Stated goal
Report every line of the rows below that contains the string "railing", copying each line in full. Matching is case-sensitive.

Object location annotation data

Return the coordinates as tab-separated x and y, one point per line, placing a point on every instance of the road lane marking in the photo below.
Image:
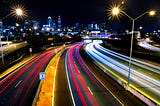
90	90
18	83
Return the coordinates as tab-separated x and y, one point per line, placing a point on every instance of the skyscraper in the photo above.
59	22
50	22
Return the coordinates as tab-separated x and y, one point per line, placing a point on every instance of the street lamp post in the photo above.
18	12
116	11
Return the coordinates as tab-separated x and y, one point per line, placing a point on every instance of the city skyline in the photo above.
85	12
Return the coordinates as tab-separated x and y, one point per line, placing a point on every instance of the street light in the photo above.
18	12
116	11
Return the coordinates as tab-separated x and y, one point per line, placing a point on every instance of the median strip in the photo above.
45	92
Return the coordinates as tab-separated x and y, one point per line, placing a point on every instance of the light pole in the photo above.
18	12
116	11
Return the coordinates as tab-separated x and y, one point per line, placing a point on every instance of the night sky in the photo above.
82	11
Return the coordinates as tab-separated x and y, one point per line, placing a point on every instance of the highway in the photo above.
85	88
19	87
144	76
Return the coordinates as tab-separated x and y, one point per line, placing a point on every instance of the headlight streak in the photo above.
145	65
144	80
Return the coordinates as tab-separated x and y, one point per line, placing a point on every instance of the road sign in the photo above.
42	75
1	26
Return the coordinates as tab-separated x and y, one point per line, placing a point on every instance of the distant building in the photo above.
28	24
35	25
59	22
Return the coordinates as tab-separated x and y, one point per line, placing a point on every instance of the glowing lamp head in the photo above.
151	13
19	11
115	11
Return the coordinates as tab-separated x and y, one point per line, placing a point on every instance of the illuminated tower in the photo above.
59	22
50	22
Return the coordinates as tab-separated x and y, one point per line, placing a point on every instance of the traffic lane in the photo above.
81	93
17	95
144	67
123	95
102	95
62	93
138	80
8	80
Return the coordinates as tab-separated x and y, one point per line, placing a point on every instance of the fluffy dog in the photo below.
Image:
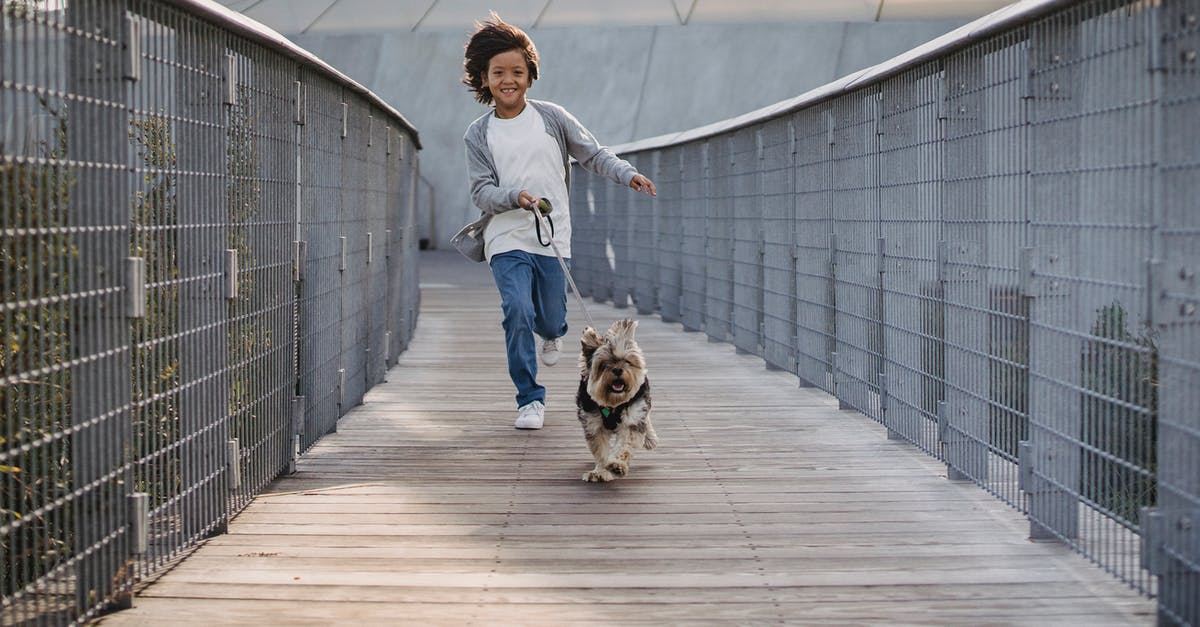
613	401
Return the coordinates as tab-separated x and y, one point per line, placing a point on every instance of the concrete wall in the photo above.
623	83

==

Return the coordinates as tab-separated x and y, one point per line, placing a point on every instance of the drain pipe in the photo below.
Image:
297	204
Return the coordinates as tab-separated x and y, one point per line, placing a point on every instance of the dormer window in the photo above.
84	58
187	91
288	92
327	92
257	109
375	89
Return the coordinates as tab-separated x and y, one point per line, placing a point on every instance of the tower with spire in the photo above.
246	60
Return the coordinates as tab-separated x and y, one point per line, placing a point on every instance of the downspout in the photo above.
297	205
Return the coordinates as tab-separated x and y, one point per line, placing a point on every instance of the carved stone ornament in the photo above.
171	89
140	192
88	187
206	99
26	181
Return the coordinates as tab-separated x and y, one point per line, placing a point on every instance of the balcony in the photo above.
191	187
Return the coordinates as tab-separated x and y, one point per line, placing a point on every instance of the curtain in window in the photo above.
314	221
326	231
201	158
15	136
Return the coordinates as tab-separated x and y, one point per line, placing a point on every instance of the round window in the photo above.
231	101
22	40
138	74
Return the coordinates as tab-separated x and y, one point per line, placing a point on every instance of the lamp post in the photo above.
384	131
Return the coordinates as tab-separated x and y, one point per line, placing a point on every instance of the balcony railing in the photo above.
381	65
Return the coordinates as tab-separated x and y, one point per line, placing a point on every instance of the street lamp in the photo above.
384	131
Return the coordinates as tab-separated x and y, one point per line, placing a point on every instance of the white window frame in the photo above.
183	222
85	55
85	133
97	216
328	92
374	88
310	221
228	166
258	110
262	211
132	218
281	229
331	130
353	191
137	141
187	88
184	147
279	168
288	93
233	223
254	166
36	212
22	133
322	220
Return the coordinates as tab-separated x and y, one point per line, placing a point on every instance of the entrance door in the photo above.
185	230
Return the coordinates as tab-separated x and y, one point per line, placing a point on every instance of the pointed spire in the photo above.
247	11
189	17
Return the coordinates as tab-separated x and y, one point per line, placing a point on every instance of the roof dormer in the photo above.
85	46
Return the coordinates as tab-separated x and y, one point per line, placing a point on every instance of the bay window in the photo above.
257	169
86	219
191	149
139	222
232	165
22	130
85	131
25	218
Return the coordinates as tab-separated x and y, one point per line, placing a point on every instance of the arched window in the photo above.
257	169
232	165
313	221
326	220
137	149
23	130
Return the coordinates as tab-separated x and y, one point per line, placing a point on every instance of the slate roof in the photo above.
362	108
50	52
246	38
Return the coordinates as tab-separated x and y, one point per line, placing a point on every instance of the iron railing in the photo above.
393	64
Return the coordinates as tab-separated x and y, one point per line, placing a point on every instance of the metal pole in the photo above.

Right answer
Return the coordinates as tab-separated x and y, one point per line, placing a point on every instance of the balcony railing in the photo above.
Return the coordinates as tab-separated x and y, one point per line, placing a point on every instance of the iron railing in the photo above.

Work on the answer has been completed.